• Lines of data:
------------------------------------------------------------------------

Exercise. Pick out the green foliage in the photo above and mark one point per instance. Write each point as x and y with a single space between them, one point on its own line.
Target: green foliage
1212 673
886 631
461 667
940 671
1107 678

------------------------------------------------------------------------

Reproduce the material with "green foliage" renamed to "leafy vegetation" wherever it occurs, and keep everything else the same.

• FINISHED TASK:
Exercise. Pick out the leafy vegetation in the photo above and mark one point per instance. Write each point as x and y with a single space between them, one point on its own line.
Target: leafy vegetation
1212 673
886 631
461 667
940 671
1107 678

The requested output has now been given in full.